Short task: Copy out the lines of the listing below verbatim, from the line that contains "105, row 43." through the line that contains "column 110, row 87", and nothing else.

* * *

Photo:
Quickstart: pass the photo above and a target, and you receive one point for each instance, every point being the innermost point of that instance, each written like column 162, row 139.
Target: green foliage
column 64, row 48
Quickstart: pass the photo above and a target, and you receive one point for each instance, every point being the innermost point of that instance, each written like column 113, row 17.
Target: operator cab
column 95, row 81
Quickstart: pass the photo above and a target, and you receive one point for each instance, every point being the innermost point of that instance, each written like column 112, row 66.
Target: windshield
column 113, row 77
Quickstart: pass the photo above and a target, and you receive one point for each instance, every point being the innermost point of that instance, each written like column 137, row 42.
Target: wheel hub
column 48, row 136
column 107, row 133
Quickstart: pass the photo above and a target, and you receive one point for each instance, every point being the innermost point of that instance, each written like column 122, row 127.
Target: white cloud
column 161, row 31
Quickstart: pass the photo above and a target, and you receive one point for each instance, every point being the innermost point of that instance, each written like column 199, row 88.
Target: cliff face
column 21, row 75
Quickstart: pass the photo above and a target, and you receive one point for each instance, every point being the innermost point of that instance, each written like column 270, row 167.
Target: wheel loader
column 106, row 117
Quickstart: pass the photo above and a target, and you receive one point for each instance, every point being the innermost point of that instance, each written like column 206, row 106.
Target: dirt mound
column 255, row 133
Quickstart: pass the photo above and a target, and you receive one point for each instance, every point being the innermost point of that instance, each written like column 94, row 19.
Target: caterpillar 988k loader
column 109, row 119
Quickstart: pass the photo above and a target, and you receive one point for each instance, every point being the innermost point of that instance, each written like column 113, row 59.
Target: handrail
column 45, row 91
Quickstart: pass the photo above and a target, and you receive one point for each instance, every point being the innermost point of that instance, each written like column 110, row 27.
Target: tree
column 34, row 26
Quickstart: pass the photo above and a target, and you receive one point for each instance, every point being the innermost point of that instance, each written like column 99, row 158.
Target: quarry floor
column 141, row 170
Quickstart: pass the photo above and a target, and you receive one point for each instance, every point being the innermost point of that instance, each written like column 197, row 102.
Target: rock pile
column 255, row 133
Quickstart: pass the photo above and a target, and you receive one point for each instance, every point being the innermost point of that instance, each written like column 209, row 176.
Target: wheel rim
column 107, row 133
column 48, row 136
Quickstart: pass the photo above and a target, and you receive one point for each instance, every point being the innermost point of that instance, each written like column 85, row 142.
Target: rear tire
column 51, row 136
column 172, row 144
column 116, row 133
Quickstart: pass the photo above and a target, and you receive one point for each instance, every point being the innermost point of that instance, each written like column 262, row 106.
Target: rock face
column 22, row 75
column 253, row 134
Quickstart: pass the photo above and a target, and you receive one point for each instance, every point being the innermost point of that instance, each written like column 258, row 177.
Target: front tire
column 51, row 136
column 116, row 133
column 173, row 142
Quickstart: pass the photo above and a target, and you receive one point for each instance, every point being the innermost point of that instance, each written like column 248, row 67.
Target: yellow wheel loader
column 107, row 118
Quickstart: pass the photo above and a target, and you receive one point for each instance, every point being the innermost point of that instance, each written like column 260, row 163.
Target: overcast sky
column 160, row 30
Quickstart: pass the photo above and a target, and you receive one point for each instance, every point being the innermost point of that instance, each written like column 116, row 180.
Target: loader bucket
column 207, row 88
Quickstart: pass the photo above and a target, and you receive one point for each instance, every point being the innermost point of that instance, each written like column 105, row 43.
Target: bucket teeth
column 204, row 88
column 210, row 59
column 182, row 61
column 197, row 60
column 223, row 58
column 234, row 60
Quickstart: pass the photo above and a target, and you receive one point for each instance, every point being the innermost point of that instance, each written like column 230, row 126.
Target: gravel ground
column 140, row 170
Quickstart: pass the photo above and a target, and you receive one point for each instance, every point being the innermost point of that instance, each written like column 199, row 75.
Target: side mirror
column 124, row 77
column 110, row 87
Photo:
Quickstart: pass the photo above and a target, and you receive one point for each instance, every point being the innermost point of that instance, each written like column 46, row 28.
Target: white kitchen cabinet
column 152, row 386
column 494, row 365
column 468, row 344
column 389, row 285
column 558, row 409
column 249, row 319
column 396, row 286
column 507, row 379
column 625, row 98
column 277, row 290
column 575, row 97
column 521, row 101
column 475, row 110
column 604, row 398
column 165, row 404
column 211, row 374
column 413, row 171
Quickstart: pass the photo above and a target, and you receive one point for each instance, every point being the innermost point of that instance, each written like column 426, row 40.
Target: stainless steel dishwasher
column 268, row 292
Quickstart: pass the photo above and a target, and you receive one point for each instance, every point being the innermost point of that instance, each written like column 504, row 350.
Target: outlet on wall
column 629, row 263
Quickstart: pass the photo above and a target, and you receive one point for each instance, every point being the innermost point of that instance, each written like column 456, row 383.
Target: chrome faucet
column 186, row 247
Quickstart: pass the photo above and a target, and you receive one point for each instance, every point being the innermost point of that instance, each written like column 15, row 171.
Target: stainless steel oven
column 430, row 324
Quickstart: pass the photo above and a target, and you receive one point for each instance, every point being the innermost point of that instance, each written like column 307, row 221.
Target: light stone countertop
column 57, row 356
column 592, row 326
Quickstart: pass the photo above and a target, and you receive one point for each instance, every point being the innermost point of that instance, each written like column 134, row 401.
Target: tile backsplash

* * *

Exercise answer:
Quickstart: pass the photo above and a target, and you receive one point for each instance, every point being the innermost point of that instance, each written like column 105, row 43.
Target: bucket teeth
column 204, row 88
column 210, row 59
column 182, row 61
column 197, row 60
column 223, row 58
column 234, row 60
Quickstart: pass the photo above and a target, and you receive one point for each instance, every point being the innermost point of that instance, each written like column 230, row 126.
Target: gravel ground
column 140, row 170
Quickstart: pass the photo above and a target, and you receive one point for each instance, every point being the innermost point of that instance, each written like column 199, row 75.
Target: side mirror
column 124, row 77
column 110, row 87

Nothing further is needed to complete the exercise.